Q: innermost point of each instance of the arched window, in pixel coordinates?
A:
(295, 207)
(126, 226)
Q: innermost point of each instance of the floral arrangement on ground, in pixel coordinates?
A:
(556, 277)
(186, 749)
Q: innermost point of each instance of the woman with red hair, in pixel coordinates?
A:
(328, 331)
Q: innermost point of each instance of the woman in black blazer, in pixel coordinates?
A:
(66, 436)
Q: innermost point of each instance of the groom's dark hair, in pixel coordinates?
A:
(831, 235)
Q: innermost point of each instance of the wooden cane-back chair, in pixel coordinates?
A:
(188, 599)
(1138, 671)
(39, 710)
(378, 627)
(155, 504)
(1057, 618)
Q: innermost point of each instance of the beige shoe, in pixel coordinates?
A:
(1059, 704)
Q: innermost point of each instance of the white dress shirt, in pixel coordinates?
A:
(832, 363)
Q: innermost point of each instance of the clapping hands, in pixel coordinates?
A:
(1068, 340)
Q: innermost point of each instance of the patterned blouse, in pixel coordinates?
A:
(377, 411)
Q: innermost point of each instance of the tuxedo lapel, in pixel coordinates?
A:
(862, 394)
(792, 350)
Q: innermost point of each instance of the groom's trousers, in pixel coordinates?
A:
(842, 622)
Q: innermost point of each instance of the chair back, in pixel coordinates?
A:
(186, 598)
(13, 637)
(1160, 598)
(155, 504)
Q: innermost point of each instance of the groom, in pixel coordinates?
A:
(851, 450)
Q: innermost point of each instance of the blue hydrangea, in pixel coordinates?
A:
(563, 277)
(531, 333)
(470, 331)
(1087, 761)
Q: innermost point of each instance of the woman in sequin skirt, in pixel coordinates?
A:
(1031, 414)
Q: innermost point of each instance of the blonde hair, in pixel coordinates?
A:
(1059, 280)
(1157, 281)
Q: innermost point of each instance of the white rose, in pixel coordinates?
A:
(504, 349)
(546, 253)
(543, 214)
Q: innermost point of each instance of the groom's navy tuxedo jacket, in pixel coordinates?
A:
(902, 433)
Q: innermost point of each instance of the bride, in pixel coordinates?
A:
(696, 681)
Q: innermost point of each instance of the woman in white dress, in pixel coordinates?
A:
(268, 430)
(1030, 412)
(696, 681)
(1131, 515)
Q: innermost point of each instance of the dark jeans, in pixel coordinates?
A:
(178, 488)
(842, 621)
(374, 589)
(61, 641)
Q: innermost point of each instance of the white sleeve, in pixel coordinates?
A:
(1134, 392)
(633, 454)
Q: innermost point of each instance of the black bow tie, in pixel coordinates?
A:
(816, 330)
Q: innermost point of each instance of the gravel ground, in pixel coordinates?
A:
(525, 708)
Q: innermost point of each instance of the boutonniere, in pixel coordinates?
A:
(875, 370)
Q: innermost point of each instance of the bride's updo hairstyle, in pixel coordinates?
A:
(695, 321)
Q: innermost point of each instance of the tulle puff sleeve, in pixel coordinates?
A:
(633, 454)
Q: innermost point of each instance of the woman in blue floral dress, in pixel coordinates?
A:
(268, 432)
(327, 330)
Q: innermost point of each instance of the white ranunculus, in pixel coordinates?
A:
□ □ □ □ □
* [WORK INSTRUCTIONS]:
Look through the material above. Copy each line where the word "groom" appears.

* [RESULT OF THE TASK]:
Q: innermost point of each instance of the groom's dark hair, in pixel coordinates?
Q: innermost point of each instance of the groom's trousers, in pixel coordinates?
Q: innermost point of each instance of the groom, in pixel coordinates?
Q: innermost point of each instance of the groom's navy tuxedo jacket, in pixel coordinates?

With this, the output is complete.